TASK TO CARRY OUT →
Write out every line of the data below as a numbered list, skipping blank lines. Leave the pictures out.

SUPPLIED DATA →
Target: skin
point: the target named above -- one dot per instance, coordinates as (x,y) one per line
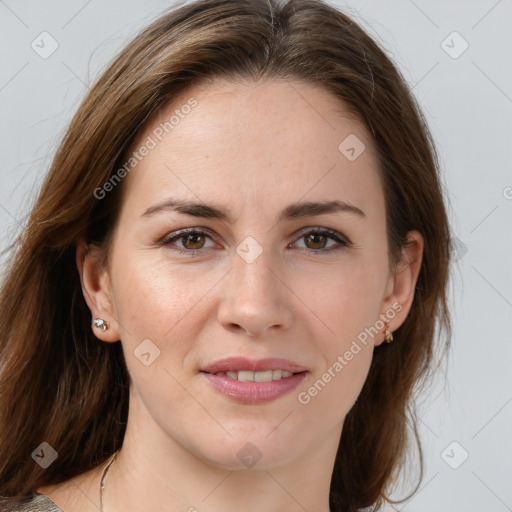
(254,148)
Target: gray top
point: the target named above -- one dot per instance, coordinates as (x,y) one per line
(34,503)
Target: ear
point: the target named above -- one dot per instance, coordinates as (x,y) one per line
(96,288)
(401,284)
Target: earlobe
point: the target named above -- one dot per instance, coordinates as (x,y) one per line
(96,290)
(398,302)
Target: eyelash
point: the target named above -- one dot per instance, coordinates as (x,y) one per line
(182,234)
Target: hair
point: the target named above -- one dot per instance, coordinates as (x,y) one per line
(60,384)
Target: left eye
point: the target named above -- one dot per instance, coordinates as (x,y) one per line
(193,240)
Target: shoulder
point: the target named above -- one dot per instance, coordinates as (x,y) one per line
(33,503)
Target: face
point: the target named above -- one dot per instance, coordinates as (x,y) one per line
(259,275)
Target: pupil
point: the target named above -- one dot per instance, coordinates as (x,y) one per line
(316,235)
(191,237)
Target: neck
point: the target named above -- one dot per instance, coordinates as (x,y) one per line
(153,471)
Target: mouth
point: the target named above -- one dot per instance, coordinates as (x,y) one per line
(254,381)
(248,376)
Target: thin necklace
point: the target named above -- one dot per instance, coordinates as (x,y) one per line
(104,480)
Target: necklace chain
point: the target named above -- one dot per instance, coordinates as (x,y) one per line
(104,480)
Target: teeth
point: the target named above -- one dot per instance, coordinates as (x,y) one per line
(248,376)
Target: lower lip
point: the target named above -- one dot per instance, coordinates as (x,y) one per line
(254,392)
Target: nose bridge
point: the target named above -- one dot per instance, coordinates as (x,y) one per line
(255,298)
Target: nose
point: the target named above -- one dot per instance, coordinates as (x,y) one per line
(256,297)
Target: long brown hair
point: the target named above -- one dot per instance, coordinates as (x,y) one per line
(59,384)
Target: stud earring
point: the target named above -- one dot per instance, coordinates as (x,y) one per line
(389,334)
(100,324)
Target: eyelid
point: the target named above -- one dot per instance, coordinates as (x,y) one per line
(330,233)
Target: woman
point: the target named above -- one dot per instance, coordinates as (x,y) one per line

RESULT BELOW →
1. Target: skin
2. point: the target named above -- one dot per instance, coordinates as (x,y) one per line
3. (254,148)
4. Target: gray top
5. point: the target named above -- one dot per instance, coordinates as (x,y) one per line
6. (34,503)
7. Target: ear
8. point: the target named above -- one dot per instance, coordinates as (x,y) one per line
9. (96,288)
10. (401,284)
11. Target: earlobe
12. point: the target named above -- one dot per instance, coordinates as (x,y) one per line
13. (96,290)
14. (398,302)
15. Target: eyelash
16. point: the target named above -- one dot per instance, coordinates as (x,y) one per line
17. (182,234)
18. Target: hair
19. point: the target named above -- one dot per instance, coordinates as (x,y) one per line
20. (60,384)
21. Target: left eye
22. point: the target named above -- one dot per instance, coordinates as (x,y) one per line
23. (193,240)
24. Target: shoulder
25. point: the target named above -- one dot per instance, coordinates as (x,y) one per line
26. (33,503)
27. Target: face
28. point: the target named above -- one dot per instance, coordinates as (x,y) one per line
29. (259,275)
30. Target: pupil
31. point: the target named above -- one dot per instance, coordinates as (x,y) one per line
32. (316,235)
33. (191,237)
34. Target: neck
35. point: the target named above -- one dot per instance, coordinates as (x,y) one per line
36. (153,471)
37. Target: mouth
38. point: the target named above -- one dot per instance, coordinates as (x,y) one per line
39. (254,381)
40. (248,376)
41. Target: thin necklace
42. point: the target named above -- one dot per instance, coordinates as (x,y) one per line
43. (104,480)
44. Target: necklace chain
45. point: the target named above -- one dot per instance, coordinates as (x,y) one per line
46. (104,480)
47. Target: teeth
48. point: the target named above -- one dot per instance, coordinates as (x,y) one per line
49. (248,376)
50. Target: lower lip
51. point: the target named above -- one dot per instance, coordinates as (x,y) one per line
52. (254,392)
53. Target: nose bridge
54. point: the target named above -- one dot per instance, coordinates as (x,y) one per line
55. (255,298)
56. Target: nose
57. point: the target named above -- one dot per instance, coordinates as (x,y) one per line
58. (256,297)
59. Target: long brown hair
60. point: the target named above -- one dot per instance, coordinates as (x,y) one per line
61. (59,384)
62. Target: stud earring
63. point: the target named above -- one dot per instance, coordinates as (x,y) one per line
64. (389,334)
65. (100,324)
66. Target: eyelid
67. point: the target named above -- one dot per instance, coordinates as (x,y) one per line
68. (330,233)
69. Target: woman
70. point: the target named above -- one dot per instance, coordinates as (x,y) one per line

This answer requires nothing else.